Exercise task:
Turn every line of the records below into a numbered list, skipping any blank lines.
□ □ □ □ □
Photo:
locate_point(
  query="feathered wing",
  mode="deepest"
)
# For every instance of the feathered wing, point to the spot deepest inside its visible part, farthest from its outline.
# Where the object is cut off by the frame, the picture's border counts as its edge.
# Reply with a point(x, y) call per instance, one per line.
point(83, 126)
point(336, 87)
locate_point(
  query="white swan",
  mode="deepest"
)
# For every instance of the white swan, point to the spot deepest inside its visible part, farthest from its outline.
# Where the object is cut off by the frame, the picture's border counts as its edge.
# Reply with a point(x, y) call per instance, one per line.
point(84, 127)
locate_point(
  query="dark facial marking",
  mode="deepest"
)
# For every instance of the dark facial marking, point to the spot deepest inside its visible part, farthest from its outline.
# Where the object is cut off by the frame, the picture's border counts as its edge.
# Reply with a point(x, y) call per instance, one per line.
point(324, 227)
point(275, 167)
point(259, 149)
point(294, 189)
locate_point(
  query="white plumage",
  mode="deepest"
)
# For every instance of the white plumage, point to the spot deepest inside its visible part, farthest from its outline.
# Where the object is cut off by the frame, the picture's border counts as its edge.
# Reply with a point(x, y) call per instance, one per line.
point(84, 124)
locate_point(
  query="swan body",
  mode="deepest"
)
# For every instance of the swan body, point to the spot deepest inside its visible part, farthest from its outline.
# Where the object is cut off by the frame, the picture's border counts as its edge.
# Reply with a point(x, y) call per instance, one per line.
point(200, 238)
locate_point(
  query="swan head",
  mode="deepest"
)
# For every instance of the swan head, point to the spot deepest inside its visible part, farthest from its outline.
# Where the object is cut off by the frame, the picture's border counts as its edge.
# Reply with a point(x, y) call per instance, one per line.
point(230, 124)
□ □ □ □ □
The answer:
1. Photo:
2. locate_point(
3.   query="feathered wing",
4.   mode="deepest"
5. )
6. # For every instance of the feathered wing, point to the spot deepest inside its visible part, farthest from its outline.
7. # Where the object is cut off by the frame, the picture's border counts as its edge.
8. # Reply with a point(x, y) call per instance, one per line.
9. point(83, 126)
10. point(336, 87)
11. locate_point(
12.   query="white swan",
13.   mode="deepest"
14. )
15. # For every instance of the white swan, point to the spot deepest inside its visible part, farthest from its outline.
16. # Where the object is cut off by the frame, the picture's border counts as its edge.
17. # Reply with a point(x, y) call per instance, one per line.
18. point(84, 127)
19. locate_point(
20.   query="dark facial marking",
21.   mode="deepest"
22. )
23. # For every instance of the dark facial marking, point to the spot deepest inside its visible part, farthest from its outline.
24. # Where the object is cut off by the frame, the picture's border counts as its edge.
25. # Reply with a point(x, y) call per instance, one per line.
26. point(324, 227)
27. point(275, 167)
28. point(259, 149)
29. point(294, 189)
30. locate_point(
31.   query="white plumage",
32.   mode="deepest"
33. )
34. # For every instance of the white plumage, point to the spot deepest inside its visible part, farthest from its outline.
35. # Where the object is cut off by the frame, the picture's border counts as its edge.
36. # Reply with a point(x, y) call per instance, one per line.
37. point(84, 124)
38. locate_point(
39.   query="swan body",
40.   mode="deepest"
41. )
42. # For every instance of the swan body, point to the spot deepest inside its visible part, farthest from its outline.
43. # Where the object is cut off by the frame, the picture's border counts as its edge.
44. # Reply with a point(x, y) call per instance, one per line.
45. point(200, 238)
46. locate_point(
47.   query="swan head",
48.   mode="deepest"
49. )
50. # For every instance of the swan head, point to the spot deepest inside its visible part, farthest from its outline.
51. # Where the object is cut off by the frame, the picture's border counts as its edge.
52. # Reply with a point(x, y) call per instance, one per line.
53. point(230, 124)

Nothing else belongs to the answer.